EXERCISE INSTRUCTIONS –
Copy the rows below verbatim, from the start of the rows to the line containing "encloses the water".
* BEGIN RECORDS SHOWN *
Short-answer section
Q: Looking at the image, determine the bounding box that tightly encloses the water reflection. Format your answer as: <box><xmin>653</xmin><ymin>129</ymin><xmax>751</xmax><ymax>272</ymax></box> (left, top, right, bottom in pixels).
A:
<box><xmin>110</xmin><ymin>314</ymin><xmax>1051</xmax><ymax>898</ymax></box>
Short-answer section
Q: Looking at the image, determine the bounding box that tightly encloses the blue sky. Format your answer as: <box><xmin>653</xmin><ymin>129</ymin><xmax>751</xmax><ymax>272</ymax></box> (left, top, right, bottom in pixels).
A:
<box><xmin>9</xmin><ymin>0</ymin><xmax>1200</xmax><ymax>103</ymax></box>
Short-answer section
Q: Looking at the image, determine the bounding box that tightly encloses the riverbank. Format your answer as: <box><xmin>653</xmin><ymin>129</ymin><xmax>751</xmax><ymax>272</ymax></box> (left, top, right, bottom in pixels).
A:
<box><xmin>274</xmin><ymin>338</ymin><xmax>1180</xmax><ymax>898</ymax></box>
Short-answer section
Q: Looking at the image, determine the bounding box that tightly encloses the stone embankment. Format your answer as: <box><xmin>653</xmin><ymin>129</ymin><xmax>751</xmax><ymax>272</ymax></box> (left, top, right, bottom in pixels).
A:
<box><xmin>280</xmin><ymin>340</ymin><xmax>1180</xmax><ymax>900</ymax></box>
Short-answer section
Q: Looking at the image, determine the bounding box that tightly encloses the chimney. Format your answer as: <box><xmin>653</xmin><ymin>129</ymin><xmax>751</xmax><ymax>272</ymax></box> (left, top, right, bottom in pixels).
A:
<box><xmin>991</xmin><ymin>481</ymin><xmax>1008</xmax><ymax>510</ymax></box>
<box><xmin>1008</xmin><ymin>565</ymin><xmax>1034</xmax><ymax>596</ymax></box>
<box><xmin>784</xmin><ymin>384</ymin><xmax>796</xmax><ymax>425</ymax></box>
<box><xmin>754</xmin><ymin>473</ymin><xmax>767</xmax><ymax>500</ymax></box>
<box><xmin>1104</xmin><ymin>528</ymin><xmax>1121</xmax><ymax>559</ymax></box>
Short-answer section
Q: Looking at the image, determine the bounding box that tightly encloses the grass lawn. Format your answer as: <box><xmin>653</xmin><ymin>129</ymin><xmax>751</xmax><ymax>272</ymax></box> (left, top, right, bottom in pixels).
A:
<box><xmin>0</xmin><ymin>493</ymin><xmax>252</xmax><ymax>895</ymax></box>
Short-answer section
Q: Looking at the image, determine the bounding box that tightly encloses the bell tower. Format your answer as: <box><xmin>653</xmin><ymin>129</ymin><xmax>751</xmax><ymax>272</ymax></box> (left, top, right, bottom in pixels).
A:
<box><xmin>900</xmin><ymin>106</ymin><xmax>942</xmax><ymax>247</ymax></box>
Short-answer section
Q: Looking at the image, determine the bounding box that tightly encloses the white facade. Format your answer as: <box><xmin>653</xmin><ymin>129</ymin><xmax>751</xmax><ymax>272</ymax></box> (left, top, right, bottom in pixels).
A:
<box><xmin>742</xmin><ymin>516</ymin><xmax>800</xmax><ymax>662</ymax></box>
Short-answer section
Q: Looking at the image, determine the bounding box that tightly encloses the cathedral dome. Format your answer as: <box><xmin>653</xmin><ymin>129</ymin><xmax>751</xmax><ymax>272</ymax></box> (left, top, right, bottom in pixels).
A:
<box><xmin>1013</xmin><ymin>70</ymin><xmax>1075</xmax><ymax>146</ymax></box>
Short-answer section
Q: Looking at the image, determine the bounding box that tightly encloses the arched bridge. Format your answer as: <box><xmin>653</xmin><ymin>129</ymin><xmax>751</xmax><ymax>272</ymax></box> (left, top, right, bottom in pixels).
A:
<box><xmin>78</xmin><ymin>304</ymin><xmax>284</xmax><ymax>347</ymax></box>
* END RECORDS SHOWN *
RESULT OF THIS TASK –
Short-answer section
Q: Looking at the image, determine the bounding box that tightly encloses the water reflection. Format your answer as: <box><xmin>653</xmin><ymin>129</ymin><xmax>751</xmax><ymax>272</ymax></box> (left, top, right, bottom in pixels).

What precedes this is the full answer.